## DATA UNDER STUDY
_ _ _ _
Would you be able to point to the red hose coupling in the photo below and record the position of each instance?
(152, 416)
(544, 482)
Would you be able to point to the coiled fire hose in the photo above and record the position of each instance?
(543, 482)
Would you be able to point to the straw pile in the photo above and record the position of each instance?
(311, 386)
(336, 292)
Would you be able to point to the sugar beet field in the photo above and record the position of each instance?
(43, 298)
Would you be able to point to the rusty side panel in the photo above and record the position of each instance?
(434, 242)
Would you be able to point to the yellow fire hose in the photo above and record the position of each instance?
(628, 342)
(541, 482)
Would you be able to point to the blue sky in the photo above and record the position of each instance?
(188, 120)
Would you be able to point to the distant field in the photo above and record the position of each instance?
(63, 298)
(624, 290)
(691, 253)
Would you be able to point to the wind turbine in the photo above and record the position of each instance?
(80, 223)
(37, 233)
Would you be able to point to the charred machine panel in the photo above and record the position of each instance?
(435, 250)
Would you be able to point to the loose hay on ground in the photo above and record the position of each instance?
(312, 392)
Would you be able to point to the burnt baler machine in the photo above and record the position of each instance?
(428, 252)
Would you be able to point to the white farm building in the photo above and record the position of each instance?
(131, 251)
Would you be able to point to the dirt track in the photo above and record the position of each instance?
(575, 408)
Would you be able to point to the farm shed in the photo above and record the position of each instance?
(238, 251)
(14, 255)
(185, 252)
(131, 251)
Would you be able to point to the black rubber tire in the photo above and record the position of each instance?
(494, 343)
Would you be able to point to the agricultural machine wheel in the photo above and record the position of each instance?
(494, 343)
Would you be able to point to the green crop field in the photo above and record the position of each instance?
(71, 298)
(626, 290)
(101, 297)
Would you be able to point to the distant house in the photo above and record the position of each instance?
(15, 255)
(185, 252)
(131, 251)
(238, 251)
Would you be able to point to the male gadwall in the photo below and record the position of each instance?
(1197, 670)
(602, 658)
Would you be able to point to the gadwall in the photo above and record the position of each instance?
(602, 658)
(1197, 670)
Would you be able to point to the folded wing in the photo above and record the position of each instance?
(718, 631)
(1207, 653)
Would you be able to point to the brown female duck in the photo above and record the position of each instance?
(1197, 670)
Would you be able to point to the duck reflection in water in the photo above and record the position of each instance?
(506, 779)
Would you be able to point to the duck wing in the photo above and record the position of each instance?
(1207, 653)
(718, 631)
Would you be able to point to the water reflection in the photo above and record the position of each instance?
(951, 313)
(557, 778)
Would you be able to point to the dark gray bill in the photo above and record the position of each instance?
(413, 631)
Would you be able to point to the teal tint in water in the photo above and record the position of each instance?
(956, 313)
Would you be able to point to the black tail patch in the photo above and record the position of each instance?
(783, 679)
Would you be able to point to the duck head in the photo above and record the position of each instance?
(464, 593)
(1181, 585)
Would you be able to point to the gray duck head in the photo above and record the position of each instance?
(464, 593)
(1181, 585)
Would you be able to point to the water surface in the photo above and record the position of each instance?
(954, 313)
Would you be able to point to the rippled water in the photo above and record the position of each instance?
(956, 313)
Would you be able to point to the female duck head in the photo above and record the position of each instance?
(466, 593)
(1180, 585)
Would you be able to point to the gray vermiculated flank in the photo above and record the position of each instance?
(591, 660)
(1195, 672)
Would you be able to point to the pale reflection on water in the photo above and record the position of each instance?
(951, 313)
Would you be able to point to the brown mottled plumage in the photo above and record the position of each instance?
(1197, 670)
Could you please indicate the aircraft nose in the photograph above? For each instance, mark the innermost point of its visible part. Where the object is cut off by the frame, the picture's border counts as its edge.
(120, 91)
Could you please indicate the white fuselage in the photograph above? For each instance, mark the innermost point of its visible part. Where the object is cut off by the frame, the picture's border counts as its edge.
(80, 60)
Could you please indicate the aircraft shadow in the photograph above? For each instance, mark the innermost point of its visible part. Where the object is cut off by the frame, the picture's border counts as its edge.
_ _ _ _
## WORK TO BE COMPLETED
Your answer must be every record above, repeated exactly.

## RESPONSE TO THE EXERCISE
Would you be able to point to the red hose coupling in the photo below and record the position of each instance?
(152, 416)
(544, 482)
Would you be able to point to the coiled fire hose in the photo above and record the position of each instance?
(543, 482)
Would you be able to point to the straw pile in the photo above and record the position of each instance?
(311, 386)
(336, 292)
Would you be able to point to the sugar beet field in the photo above and record the position of each instance?
(43, 298)
Would you be able to point to the rusty side panel in the photo above and record the position of each instance?
(434, 242)
Would you be able to point to the yellow fire hose in the photo above and record the position of each instance?
(628, 342)
(541, 482)
Would you be able to point to the blue sky in the photo above and record the position of each instance?
(188, 120)
Would you be able to point to the distant field in the photo above and record the position of each instance?
(63, 298)
(624, 290)
(691, 253)
Would you be able to point to the wind turbine in the photo above and record the position of each instance?
(80, 223)
(37, 233)
Would you be able to point to the charred machine panel in the photo above and record the position of each instance?
(435, 250)
Would you be able to point to the loose hay on ground in the photo above and record the position of each instance?
(312, 392)
Would you be able to point to the burnt baler machine in the photo above and record the position of each instance?
(428, 252)
Would you be able to point to the white farm building in the photo above and record the position of each instance?
(131, 251)
Would you be able to point to the dirt track in the photo above and record the position of each instance?
(575, 408)
Would you be able to point to the farm shed in the photo above and record the position of each instance?
(238, 251)
(14, 255)
(185, 252)
(131, 251)
Would you be able to point to the black rubber tire in the photo above and record the position of each instance?
(494, 343)
Would you be able to point to the agricultural machine wheel in the photo above and record the position of each instance?
(494, 343)
Would you be able to point to the green crop field in the photo above and record the position of each instance?
(71, 298)
(626, 290)
(101, 297)
Would you be able to point to the distant house in the photo above and record the position of each instance?
(15, 255)
(185, 252)
(131, 251)
(238, 251)
Would you be able to point to the male gadwall in the photo below and record the position of each instance?
(1197, 670)
(602, 658)
Would you be able to point to the gadwall in the photo above and record the position of each instance?
(602, 658)
(1197, 670)
Would you be able to point to the folded wing in the photo above and record the position of each instance?
(718, 631)
(1207, 653)
Would you be able to point to the brown female duck in the photo above and record the position of each instance?
(1197, 670)
Would you be able to point to the duck reflection in water in the photo above and record the position of each instance?
(506, 779)
Would you be able to point to the duck wing in the photo above and record the position of each instance?
(1207, 653)
(718, 631)
Would you be able to point to the water reflection in the photo above and record the position of each instance?
(951, 313)
(557, 778)
Would you be able to point to the dark gray bill in the photo above and record the position of each instance?
(413, 631)
Would you be able to point to the teal tint in water in the photo above and record the position of each instance?
(956, 313)
Would you be able to point to the black tail patch in the photo above and record the position of each instance?
(783, 679)
Would you be able to point to the duck head in the photo above and record the position of each instance?
(464, 593)
(1181, 585)
Would you be able to point to the gray duck head in the photo above and record the position of each instance?
(464, 593)
(1181, 585)
Would you be able to point to the water surface in the photo above and record the position of each instance?
(954, 313)
Would you be able to point to the rippled water in the photo above and record the position of each instance?
(956, 313)
Would you be able to point to the female duck head in the photo above and record the position of each instance?
(466, 593)
(1180, 585)
Would you be able to point to the gray vermiculated flank in the photo above and record the position of each instance?
(591, 660)
(1195, 672)
Would you be able to point to the pale reflection on water in the photo above and record the position of each instance?
(951, 313)
Would you be able to point to the brown mottled plumage in the photo above and record the position of each instance?
(1197, 670)
Could you please indicate the aircraft nose in the photograph above? For each instance, mark the innermost point of its visible part. Where the object is cut off by the frame, the picture's border counts as its edge.
(120, 91)
Could you please indicate the white fuselage in the photograph above? For each instance, mark the innermost point of its visible part. Where the object is cut off by the frame, the picture's border counts as its edge.
(80, 60)
Could you please indicate the aircraft shadow in the photograph above? For each instance, mark the innermost point of its visible part. Where the object is cut off by the frame, the picture's border counts as its edge.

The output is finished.